__Tasks to carry out__:
- A) From the passage on the Planck spacecraft's launch and orbit, reproduce the part that opens with the words containing "Orbits about L2" and closes with "orbit maintenance manoeuvres.".
- B) According to the passage on the Planck spacecraft's launch and orbit, what launcher carried Planck into space?
- C) Using the passage on the Planck spacecraft's launch and orbit, explain why near-Earth orbits were ruled out for Planck.

__Source passage__:
----------------------------------------

Planck was carried into space on 14 May 2009, at 13:12:02 UTC, by an Ariane 5 ECA launcher, from the Guiana Space Centre, Kourou, French Guiana. Planck was launched together with ESA's Herschel spacecraft.

Within 30 minutes after launch, and about two minutes from each other, the two spacecraft were released and each placed on their individual escape trajectory toward L2, the second Lagrange point of the Sun-Earth system. Upon separation, Planck was spin stabilised at 1 rpm.

About six weeks after launch, following a set of trajectory control manoeuvres, Planck will reach its operational orbit: a Lissajous orbit with an average amplitude of about 400 000 km around the L2 point at a distance of around 1.5 million km from Earth in the anti-Sun direction.

The commissioning of the spacecraft is performed during the journey to L2 and is expected to last until the spacecraft reaches its operational orbit.

Location of L2 (not to scale)

At L2, Planck will perform a major manoeuvre to enter its Lissajous orbit about the Lagrange point, with the Sun-spacecraft-Earth angle limited to 15°. Lissajous orbits are the natural motion of a satellite around a collinear libration point in a two-body system and require less momentum change to be expended for station keeping than halo orbits, where the satellite follows a simple circular or elliptical path about the libration point.

Orbits about L2 are dynamically unstable; small departures from equilibrium grow exponentially with a time constant of about 23 days. Planck will use its propulsion system to perform orbit maintenance manoeuvres.

Choice of Orbit

The Planck spacecraft is spin stabilised at 1 rpm and normally operates with its spin axis pointing directly away from the Sun. The line-of-sight of the telescope is positioned at an angle of 85° to the spin axis and the instruments scan a circular sector of the celestial sphere with a radius of 85° once per spacecraft revolution. In order to view the celestial poles, the spin axis can be moved up to 10° away from the anti-Sun direction.

The anti-Sun pointing strategy reduces the effects of solar radiation to a minimum. However, the Earth and Moon can also be intense sources of both straylight and thermal radiation, and reducing their effects drives the choice of orbit. Near Earth orbits are eliminated mainly because the large thermal flux renders it extremely difficult to reach low temperatures at the focal plane of the telescope or to achieve the required thermal stability. The nearest possible far-Earth orbits are those around one of the Lagrangian points of the Earth-Moon system. These orbits, which share the lunar motion around the Earth, are rendered unsuitable by the fact that either the Earth or the Moon is often not very far from the telescope line-of-sight. Simulations indicate that if this type of orbit were chosen, at least 35% of the acquired data would have to be discarded due to poor thermal or straylight conditions, leading not only to lower sky coverage but also to a less efficient removal of systematic effects.

----------------------------------------

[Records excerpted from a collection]
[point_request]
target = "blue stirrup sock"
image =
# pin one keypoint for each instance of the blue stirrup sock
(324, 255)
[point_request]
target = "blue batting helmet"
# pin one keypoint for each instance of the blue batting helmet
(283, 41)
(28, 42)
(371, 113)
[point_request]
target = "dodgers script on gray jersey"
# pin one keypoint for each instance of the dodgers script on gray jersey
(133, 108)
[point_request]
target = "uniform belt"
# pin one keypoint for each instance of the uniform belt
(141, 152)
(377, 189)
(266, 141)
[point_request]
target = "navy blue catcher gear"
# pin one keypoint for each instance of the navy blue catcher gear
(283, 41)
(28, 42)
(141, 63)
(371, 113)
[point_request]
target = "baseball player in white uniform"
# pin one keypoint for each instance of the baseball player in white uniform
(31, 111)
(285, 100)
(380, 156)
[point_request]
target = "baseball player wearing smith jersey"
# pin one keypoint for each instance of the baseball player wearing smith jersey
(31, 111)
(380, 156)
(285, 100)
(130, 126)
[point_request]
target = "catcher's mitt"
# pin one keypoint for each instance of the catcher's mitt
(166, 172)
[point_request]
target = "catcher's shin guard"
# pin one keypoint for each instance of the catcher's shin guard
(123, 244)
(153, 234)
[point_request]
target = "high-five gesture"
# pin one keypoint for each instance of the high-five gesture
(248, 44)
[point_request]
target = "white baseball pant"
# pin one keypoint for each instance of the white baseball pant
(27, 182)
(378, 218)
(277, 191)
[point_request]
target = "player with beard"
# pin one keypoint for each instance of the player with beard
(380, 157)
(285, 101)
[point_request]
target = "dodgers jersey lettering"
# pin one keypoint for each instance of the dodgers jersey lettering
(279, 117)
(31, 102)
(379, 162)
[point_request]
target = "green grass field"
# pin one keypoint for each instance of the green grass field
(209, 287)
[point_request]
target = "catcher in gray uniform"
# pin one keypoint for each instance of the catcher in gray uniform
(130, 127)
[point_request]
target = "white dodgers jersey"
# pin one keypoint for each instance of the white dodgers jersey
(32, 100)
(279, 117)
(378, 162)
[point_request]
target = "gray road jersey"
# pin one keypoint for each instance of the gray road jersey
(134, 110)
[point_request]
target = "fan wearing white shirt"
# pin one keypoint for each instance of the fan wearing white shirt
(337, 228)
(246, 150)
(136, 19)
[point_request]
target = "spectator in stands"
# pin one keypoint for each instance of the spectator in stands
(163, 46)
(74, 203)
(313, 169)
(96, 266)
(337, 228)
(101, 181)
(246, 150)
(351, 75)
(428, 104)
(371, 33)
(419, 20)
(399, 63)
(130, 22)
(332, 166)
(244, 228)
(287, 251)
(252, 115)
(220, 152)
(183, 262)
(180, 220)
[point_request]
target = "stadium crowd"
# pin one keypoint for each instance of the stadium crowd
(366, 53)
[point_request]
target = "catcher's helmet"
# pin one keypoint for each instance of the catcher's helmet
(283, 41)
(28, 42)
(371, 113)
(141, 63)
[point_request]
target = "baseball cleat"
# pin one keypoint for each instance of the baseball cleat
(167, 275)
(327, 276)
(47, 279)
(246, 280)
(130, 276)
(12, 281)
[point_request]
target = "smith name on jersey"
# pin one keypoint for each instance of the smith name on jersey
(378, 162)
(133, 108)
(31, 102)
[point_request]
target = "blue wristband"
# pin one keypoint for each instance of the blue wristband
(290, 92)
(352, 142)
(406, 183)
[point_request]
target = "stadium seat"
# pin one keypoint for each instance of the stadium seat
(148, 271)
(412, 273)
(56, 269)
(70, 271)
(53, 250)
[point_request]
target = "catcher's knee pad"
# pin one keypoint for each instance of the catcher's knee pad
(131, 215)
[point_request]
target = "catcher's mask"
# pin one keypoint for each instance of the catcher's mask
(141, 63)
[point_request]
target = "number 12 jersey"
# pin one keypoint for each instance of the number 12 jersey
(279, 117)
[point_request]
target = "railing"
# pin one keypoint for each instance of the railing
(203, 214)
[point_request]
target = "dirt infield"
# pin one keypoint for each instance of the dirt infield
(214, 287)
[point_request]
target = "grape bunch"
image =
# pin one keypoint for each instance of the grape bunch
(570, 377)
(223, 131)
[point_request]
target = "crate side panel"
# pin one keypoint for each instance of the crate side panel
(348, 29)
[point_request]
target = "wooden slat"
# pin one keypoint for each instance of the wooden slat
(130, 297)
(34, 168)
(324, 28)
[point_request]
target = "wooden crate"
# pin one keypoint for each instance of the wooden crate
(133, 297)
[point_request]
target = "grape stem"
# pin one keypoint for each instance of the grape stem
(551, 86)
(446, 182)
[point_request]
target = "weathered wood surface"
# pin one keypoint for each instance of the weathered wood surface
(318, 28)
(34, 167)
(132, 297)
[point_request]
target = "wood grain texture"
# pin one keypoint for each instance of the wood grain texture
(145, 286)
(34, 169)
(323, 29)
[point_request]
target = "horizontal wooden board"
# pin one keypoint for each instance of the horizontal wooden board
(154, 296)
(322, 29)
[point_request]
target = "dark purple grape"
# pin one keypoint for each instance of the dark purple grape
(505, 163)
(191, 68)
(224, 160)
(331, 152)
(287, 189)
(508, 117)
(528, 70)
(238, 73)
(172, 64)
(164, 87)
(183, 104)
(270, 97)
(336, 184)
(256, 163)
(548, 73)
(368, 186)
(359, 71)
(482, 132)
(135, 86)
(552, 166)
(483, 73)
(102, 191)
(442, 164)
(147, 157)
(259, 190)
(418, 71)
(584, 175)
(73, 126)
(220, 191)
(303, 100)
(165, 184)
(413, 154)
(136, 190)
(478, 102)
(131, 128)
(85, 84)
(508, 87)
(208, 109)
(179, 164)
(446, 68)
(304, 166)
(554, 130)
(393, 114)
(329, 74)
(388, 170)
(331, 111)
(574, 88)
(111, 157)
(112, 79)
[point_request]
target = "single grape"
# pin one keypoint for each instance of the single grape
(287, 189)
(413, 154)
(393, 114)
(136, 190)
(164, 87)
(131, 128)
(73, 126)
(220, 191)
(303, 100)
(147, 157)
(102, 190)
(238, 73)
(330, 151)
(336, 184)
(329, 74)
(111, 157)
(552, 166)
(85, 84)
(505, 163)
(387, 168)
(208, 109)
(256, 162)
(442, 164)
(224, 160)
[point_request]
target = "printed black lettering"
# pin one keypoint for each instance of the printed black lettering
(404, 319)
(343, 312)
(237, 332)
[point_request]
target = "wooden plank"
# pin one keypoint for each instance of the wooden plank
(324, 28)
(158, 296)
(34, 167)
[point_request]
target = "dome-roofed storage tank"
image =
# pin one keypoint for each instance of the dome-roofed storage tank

----------------------------------------

__The replies__:
- A)
Orbits about L2 are dynamically unstable; small departures from equilibrium grow exponentially with a time constant of about 23 days. Planck will use its propulsion system to perform orbit maintenance manoeuvres.

- B) An Ariane 5 ECA launcher.

- C) Near-Earth orbits were eliminated mainly because the large thermal flux there would make it extremely difficult to reach low temperatures at the focal plane of the telescope. It would also be extremely difficult to achieve the required thermal stability.